GIVEN REQUEST:
Which of the lines below contain the string "bell", matching case exactly? Copy each of them in full.

_ _ _ _ _

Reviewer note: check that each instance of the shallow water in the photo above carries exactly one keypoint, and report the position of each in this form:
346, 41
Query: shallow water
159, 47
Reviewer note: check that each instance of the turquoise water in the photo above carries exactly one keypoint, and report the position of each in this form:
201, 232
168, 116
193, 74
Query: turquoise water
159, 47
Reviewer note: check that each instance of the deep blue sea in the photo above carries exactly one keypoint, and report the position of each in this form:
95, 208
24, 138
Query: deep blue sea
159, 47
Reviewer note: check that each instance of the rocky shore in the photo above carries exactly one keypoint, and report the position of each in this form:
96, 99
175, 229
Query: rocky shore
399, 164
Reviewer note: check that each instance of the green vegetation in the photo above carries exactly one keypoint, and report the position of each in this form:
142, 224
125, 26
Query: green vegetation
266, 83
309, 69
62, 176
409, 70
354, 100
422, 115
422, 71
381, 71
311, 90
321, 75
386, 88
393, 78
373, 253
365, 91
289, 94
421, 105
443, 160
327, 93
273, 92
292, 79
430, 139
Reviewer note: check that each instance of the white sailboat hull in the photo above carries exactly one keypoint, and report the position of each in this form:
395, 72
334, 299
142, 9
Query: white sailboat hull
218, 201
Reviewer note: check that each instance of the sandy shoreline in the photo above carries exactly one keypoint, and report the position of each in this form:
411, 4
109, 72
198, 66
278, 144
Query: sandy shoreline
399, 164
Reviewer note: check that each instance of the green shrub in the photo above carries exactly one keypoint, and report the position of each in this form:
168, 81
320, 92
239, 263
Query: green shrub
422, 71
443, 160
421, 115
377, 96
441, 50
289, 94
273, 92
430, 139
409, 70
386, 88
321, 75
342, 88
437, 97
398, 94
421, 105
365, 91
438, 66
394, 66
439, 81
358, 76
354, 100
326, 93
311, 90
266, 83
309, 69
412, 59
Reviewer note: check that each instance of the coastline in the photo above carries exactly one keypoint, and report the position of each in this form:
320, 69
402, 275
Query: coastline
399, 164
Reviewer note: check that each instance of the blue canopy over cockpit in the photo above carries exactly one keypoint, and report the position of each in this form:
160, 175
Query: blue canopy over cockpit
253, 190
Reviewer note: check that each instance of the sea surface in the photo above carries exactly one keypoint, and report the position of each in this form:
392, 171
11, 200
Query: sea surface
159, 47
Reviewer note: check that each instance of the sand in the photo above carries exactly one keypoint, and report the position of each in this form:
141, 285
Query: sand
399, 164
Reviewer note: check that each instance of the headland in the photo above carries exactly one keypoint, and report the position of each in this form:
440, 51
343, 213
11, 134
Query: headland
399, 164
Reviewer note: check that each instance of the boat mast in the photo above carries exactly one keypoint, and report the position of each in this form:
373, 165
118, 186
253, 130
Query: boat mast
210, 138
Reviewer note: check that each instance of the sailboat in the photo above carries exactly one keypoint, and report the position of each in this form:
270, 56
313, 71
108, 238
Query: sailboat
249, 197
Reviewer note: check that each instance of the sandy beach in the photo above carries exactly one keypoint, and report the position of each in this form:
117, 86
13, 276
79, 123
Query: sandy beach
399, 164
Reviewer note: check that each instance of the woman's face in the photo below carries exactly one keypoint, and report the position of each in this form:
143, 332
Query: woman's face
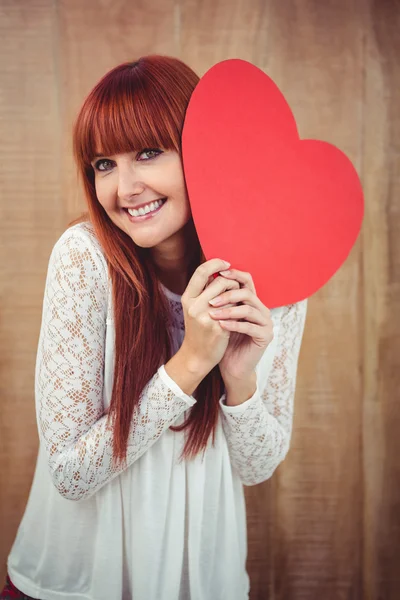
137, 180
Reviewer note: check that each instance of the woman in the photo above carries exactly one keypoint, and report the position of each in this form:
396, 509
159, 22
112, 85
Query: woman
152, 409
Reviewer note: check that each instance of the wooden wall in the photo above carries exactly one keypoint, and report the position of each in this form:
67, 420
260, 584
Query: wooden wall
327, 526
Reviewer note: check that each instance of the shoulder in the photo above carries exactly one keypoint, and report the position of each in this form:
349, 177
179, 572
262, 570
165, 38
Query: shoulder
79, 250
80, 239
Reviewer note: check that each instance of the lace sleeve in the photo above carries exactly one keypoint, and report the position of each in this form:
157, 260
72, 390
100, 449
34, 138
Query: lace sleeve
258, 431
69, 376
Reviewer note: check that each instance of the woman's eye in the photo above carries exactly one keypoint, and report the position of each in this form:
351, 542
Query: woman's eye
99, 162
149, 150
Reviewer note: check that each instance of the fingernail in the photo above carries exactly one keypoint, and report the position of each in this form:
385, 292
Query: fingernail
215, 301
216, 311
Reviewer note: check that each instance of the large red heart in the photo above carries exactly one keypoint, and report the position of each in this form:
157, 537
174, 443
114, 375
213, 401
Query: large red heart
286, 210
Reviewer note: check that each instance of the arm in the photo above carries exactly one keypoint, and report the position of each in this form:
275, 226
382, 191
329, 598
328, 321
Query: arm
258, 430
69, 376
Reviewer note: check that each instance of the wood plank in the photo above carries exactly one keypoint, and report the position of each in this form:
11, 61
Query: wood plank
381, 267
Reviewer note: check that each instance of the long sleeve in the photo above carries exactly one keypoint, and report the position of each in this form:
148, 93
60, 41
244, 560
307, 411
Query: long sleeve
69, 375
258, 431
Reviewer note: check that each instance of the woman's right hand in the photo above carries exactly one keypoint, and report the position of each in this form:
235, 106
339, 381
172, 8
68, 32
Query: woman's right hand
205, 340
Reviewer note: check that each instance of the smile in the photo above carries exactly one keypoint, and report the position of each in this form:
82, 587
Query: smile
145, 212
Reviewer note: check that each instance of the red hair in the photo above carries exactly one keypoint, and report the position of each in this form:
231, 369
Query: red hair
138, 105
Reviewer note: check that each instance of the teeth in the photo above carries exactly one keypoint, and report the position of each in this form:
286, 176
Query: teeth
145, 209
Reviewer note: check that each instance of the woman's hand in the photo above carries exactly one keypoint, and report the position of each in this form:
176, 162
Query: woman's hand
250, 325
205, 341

_ _ _ _ _

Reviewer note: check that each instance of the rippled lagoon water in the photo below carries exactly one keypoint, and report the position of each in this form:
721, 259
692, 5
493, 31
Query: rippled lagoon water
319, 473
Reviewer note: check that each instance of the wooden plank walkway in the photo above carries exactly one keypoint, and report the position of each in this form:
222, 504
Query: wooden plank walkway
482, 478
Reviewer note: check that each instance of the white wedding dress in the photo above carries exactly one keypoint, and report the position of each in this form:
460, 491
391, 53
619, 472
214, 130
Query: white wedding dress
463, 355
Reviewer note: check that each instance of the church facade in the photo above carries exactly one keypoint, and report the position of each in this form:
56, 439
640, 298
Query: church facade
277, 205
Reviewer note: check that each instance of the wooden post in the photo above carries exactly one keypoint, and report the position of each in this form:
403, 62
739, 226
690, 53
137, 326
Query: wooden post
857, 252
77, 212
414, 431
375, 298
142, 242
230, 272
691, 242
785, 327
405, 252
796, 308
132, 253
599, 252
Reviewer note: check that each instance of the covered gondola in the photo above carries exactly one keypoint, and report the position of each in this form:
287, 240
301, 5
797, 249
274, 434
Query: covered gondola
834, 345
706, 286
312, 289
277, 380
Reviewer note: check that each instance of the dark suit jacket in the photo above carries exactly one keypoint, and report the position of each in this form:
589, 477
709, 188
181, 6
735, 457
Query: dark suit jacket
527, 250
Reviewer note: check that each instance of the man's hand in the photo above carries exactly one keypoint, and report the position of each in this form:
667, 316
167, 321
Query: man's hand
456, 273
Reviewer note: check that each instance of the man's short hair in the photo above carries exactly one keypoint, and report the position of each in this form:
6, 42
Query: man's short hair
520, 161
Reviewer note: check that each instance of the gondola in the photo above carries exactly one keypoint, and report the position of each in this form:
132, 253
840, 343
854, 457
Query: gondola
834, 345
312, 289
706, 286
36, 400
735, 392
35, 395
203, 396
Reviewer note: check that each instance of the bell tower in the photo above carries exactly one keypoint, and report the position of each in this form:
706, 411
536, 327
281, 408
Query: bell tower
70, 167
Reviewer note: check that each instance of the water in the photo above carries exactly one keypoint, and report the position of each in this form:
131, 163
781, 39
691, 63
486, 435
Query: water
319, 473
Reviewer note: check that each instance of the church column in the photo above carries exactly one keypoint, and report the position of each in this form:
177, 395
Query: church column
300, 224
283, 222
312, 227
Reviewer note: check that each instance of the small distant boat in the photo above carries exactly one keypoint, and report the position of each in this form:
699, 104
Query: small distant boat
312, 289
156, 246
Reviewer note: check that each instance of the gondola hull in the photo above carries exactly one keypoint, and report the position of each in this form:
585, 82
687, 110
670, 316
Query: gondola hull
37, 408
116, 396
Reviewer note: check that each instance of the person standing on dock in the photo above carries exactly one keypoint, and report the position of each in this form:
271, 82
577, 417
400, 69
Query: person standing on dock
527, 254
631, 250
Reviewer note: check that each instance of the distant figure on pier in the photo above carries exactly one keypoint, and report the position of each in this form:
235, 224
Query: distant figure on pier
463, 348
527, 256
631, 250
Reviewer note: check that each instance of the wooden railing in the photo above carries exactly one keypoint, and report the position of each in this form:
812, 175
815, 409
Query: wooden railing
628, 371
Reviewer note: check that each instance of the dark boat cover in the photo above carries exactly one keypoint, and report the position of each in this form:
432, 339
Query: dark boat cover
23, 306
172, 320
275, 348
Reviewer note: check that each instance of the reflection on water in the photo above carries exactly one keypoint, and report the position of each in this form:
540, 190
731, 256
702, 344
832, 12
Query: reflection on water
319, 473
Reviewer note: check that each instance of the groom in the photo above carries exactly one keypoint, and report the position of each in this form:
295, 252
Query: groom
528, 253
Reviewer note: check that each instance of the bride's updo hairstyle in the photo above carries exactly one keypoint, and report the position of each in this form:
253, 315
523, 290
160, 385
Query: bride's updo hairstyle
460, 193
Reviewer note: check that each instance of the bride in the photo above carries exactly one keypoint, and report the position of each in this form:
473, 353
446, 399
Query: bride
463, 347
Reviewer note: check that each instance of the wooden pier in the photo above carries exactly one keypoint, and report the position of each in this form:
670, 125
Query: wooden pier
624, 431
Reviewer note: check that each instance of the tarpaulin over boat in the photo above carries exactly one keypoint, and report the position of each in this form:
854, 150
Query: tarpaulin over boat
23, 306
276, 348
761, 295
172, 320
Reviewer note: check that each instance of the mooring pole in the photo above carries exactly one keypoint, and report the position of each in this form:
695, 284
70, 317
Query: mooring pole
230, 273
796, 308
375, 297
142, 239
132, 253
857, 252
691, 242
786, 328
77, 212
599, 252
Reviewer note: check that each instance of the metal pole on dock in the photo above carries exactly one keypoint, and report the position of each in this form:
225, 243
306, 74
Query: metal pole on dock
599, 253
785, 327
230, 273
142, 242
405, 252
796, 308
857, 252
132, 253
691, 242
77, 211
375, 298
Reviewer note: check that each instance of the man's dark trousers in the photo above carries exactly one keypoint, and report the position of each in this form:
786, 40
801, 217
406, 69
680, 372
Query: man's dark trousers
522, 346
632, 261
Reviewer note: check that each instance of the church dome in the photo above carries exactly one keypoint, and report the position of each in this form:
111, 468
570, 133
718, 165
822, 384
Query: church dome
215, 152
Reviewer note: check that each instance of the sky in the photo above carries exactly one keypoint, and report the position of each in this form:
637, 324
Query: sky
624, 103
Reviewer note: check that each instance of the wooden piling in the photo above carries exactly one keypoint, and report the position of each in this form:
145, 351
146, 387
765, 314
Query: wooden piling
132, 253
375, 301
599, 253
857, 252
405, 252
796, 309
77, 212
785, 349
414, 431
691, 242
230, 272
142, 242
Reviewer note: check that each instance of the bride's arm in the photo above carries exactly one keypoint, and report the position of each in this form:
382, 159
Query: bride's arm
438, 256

_ _ _ _ _

ANSWER TO THE PROBLEM:
Reviewer note: check that each instance of the bell tower in the photo above carries exactly one keypoint, and report the position of each in this form:
Query: bell tower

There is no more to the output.